YOUR OBJECTIVE>
Show every line in the rows below that contains the word "artillery", copied in full. Case counts, so match the capitals and lowercase letters exactly.

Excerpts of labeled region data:
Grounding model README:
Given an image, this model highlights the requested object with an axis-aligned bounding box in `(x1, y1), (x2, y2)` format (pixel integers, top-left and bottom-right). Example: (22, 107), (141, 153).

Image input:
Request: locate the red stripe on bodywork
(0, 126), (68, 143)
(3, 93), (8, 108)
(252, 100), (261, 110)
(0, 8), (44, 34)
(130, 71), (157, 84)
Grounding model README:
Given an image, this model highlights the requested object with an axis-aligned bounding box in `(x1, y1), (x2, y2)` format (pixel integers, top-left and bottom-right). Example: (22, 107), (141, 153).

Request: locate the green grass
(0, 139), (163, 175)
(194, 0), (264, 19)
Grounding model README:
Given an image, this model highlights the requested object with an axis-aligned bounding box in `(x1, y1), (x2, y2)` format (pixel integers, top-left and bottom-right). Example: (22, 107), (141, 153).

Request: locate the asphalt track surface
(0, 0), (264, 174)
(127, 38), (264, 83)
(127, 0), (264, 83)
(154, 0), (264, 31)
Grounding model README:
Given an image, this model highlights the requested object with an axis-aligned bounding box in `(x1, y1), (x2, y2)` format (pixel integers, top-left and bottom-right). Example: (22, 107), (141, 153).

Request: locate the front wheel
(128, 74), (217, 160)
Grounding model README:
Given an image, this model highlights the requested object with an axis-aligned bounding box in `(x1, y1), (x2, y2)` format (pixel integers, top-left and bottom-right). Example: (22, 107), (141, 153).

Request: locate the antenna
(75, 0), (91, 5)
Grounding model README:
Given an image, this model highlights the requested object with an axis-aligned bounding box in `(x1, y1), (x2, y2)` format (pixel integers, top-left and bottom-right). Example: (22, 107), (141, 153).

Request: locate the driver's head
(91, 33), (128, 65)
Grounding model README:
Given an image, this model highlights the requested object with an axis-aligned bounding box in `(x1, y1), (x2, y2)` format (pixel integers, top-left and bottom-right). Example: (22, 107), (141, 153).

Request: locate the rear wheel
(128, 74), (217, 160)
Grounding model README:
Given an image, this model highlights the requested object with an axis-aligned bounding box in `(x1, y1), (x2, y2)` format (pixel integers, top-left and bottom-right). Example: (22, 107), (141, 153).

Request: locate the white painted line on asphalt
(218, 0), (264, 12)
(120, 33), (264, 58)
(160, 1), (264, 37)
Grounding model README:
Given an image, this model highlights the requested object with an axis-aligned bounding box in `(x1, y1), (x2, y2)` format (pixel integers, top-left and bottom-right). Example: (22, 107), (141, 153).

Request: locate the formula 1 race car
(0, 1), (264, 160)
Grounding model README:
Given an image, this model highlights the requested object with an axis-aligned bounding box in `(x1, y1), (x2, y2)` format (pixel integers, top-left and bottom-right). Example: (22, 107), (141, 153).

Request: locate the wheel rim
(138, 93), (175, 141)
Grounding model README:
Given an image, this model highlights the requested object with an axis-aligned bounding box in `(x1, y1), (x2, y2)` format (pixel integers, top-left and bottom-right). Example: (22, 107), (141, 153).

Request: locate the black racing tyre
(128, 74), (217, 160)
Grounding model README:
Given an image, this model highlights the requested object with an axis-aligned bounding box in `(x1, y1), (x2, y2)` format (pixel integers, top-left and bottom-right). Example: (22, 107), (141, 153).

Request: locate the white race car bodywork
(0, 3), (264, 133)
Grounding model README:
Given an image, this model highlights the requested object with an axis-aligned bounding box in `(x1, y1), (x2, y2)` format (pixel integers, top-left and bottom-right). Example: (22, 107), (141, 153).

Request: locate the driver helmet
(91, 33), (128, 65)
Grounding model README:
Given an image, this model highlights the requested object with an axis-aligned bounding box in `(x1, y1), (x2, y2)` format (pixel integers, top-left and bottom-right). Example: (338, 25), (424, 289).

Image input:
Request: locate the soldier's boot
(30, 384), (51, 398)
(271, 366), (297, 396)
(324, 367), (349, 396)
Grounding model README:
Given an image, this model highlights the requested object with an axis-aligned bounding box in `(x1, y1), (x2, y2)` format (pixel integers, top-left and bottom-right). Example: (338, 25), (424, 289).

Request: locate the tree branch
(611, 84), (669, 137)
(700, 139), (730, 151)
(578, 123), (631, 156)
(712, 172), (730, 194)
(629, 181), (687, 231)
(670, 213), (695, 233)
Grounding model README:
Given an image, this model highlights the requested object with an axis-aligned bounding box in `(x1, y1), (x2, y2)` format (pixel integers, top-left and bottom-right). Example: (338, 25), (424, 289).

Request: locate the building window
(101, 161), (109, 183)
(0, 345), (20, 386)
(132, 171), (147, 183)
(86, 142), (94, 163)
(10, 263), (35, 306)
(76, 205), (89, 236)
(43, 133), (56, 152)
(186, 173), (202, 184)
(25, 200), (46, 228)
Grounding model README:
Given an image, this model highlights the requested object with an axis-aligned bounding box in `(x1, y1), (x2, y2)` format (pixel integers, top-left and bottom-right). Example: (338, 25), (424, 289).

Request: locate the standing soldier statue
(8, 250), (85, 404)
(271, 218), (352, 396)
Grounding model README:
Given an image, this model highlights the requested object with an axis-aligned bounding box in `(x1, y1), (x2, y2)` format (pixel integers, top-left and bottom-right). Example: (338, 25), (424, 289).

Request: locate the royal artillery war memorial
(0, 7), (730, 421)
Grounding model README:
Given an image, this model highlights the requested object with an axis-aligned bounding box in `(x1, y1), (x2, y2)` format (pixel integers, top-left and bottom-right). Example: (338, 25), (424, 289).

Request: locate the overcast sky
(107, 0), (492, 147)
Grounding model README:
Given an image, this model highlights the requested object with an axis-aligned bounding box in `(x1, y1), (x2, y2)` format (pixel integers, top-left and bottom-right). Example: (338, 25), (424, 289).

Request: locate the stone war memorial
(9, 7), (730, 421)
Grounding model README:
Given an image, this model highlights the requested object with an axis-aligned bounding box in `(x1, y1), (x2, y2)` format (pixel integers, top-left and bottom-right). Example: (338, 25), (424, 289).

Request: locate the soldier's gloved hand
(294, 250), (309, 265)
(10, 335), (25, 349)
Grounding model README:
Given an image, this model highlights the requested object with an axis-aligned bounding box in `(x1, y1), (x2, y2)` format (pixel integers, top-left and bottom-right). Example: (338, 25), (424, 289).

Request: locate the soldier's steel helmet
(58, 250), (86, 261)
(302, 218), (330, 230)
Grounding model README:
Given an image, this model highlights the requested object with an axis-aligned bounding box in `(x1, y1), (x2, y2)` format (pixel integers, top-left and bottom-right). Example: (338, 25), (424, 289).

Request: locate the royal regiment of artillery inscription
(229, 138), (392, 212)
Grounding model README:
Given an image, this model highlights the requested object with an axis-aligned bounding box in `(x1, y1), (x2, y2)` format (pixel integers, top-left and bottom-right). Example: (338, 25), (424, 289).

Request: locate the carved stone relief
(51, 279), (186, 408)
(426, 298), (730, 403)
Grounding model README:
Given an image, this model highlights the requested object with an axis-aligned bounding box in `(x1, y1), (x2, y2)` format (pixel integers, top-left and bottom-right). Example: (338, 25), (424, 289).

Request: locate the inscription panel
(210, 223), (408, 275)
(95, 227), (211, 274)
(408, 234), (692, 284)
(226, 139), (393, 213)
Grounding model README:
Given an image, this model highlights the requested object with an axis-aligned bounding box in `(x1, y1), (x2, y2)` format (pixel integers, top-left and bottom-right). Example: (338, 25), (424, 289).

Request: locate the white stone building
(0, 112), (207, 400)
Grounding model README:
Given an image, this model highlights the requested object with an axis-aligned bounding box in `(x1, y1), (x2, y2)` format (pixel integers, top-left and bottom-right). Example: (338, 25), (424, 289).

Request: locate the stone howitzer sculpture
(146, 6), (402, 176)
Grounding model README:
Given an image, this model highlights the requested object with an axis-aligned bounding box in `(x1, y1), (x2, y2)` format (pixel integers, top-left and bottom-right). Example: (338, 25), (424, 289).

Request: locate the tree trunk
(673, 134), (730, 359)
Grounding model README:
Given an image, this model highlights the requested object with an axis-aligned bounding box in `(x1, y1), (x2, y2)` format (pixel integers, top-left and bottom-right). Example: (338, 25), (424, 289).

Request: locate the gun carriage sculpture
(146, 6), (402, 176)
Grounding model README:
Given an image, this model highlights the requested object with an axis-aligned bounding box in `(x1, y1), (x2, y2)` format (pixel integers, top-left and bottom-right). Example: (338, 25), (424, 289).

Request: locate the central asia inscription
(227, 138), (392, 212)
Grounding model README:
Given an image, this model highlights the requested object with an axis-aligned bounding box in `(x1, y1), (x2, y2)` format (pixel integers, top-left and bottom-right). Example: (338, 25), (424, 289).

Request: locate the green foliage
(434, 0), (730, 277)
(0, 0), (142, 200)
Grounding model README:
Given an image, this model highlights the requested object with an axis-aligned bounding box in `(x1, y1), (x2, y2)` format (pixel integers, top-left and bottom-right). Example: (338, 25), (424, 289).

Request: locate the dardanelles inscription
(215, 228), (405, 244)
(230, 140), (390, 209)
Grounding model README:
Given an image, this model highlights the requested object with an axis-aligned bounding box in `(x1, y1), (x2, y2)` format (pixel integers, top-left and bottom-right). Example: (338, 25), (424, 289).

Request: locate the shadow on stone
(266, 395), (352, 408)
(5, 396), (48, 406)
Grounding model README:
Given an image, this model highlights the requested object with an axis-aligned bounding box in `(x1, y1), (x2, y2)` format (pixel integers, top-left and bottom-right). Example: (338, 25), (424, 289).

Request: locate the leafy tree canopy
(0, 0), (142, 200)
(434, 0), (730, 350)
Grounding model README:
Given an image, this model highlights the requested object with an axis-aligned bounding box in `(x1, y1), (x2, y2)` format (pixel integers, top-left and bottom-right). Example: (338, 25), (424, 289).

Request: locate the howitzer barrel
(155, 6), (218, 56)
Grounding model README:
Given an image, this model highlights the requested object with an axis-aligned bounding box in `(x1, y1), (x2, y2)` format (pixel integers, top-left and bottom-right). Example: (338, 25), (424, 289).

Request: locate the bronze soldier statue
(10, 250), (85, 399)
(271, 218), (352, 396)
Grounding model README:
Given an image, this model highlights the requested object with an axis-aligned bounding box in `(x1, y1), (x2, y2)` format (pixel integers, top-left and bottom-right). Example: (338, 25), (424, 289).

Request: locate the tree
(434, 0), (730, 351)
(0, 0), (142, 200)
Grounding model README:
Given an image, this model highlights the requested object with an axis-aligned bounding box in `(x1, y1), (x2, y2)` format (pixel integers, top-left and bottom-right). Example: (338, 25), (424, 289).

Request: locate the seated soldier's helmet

TASK SOLUTION>
Request: locate the royal artillery war memorial
Request: locate the royal regiment of artillery inscription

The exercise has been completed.